Langsung ke konten utama

Antologi Sebagai Batu Loncatan

(Dokpri Cover Buku Goes to Yogya karya siswa MTs YKUI Maskumambang Gresik)

Sekolah adalah tempat belajar yang lekat dengan teori dan praktek. Adapun kecakapan literasi menjadi modal utama untuk menyelami teori, mengkonstruksi pengetahuan dan mentransmisikan pemahaman menjadi aksi. Bahkan produktivitas dalam menunaikan tugas sekolah mayoritas mengandalkan kecakapan literasi. 

Meski begitu tidak sedikit dari kalangan pembelajar yang memahami kecakapan literasi sekadar berorientasi menggugurkan tugas akhir sekolah semata-mata. Tidak memandang kecakapan literasi sebagai soft skill, passion atau bahkan kesadaran interpersonal sebagai hayyawan al-natiq seorang hamba. Lantas tak heran jika kemudian hasrat belajar dan kemampuan literasi seseorang semakin bebal bahkan tumpul seiring tertanggalnya status pembelajar setelah lulus dari lembaga pendidikan tertentu. 

Buku Goes to Yogya Study Tour Penuh Warna (Beragam Cerita Asyik di Kegiatan Study Tour yang Menggugah Jiwa) yang merupakan buku antologi catatan perjalanan karya Annida'ul Fitri dkk. berusaha mengetaskan paradigma kecakapan literasi di dunia pendidikan menengah pertama sebagai formalitas belaka. Mereka berusaha membuktikan bahwa literasi itu penting untuk menghadapi tantangan era disrupsi data dan informasi. Ingar-bingar teknologi informasi sudah selaiknya mengalami fase filterisasi. Filterisasi itu linier dengan kecakapan, budaya dan upaya membumikan literasi.

**Rumusan Soal a:**
Berapa jumlah baris dalam catatan di bawah yang memuat kata "water"? Huruf besar dan kecil dibedakan, dan jawab hanya dengan angkanya.

**Daftar Entri:**
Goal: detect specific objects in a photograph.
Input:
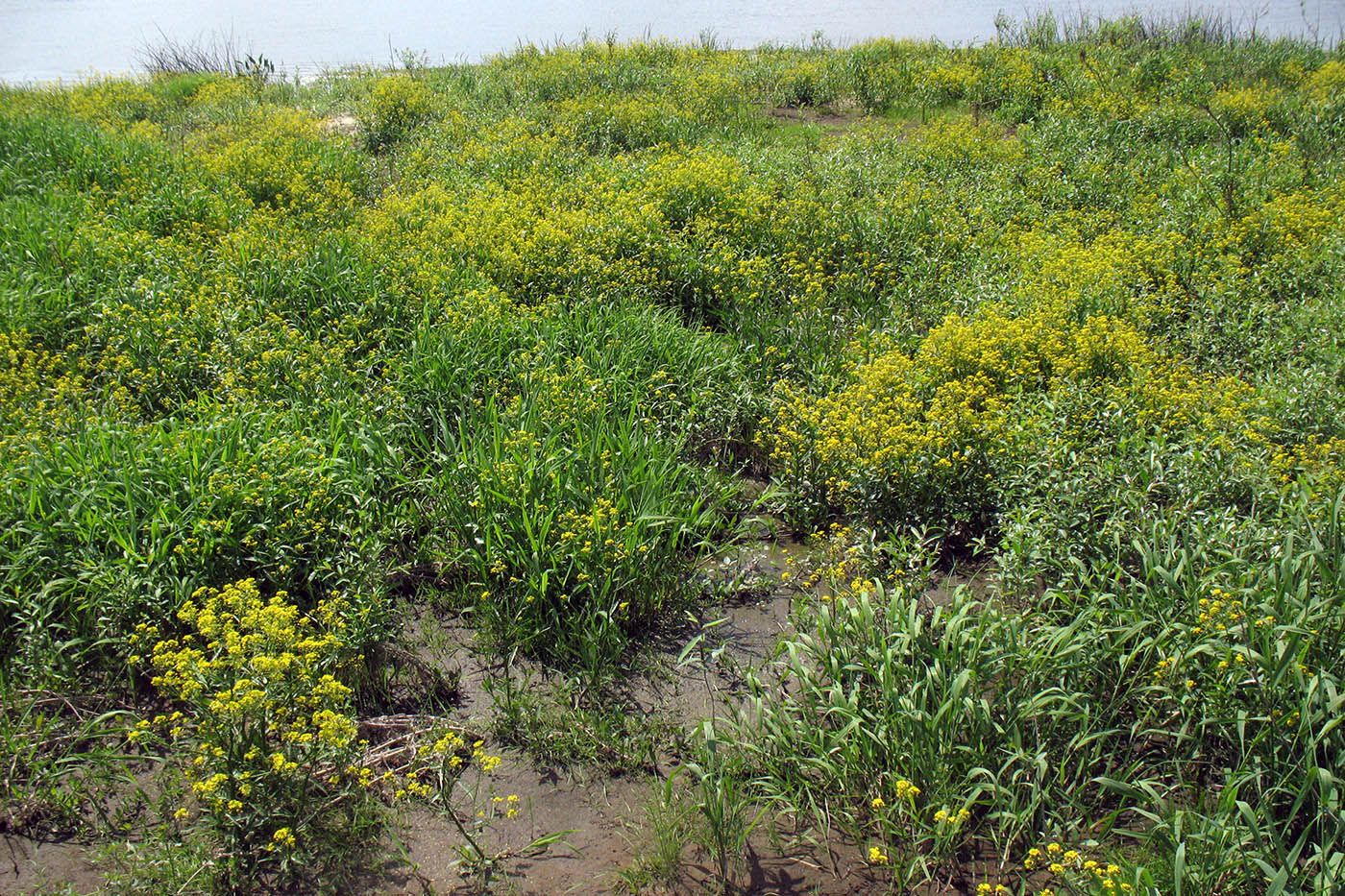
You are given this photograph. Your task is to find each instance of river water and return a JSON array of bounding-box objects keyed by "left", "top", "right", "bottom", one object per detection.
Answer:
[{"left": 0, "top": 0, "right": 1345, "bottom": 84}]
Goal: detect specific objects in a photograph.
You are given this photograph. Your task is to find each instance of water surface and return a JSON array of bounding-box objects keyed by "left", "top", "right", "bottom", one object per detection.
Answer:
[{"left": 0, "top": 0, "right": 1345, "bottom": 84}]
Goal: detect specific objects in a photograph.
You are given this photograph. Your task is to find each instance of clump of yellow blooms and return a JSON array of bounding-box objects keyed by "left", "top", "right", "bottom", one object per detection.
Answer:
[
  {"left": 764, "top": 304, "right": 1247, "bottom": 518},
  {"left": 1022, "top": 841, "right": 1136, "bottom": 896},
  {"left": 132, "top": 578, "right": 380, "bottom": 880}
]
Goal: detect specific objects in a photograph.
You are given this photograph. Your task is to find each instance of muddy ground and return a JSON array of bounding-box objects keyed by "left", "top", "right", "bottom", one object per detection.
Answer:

**Rumusan Soal b:**
Ulangi tanpa perubahan bagian teks tentang buku antologi di atas, dari "(Dokpri Cover Buku" sampai "mengandalkan kecakapan literasi.".

**Hasil a:**
2

**Hasil b:**
(Dokpri Cover Buku Goes to Yogya karya siswa MTs YKUI Maskumambang Gresik)

Sekolah adalah tempat belajar yang lekat dengan teori dan praktek. Adapun kecakapan literasi menjadi modal utama untuk menyelami teori, mengkonstruksi pengetahuan dan mentransmisikan pemahaman menjadi aksi. Bahkan produktivitas dalam menunaikan tugas sekolah mayoritas mengandalkan kecakapan literasi.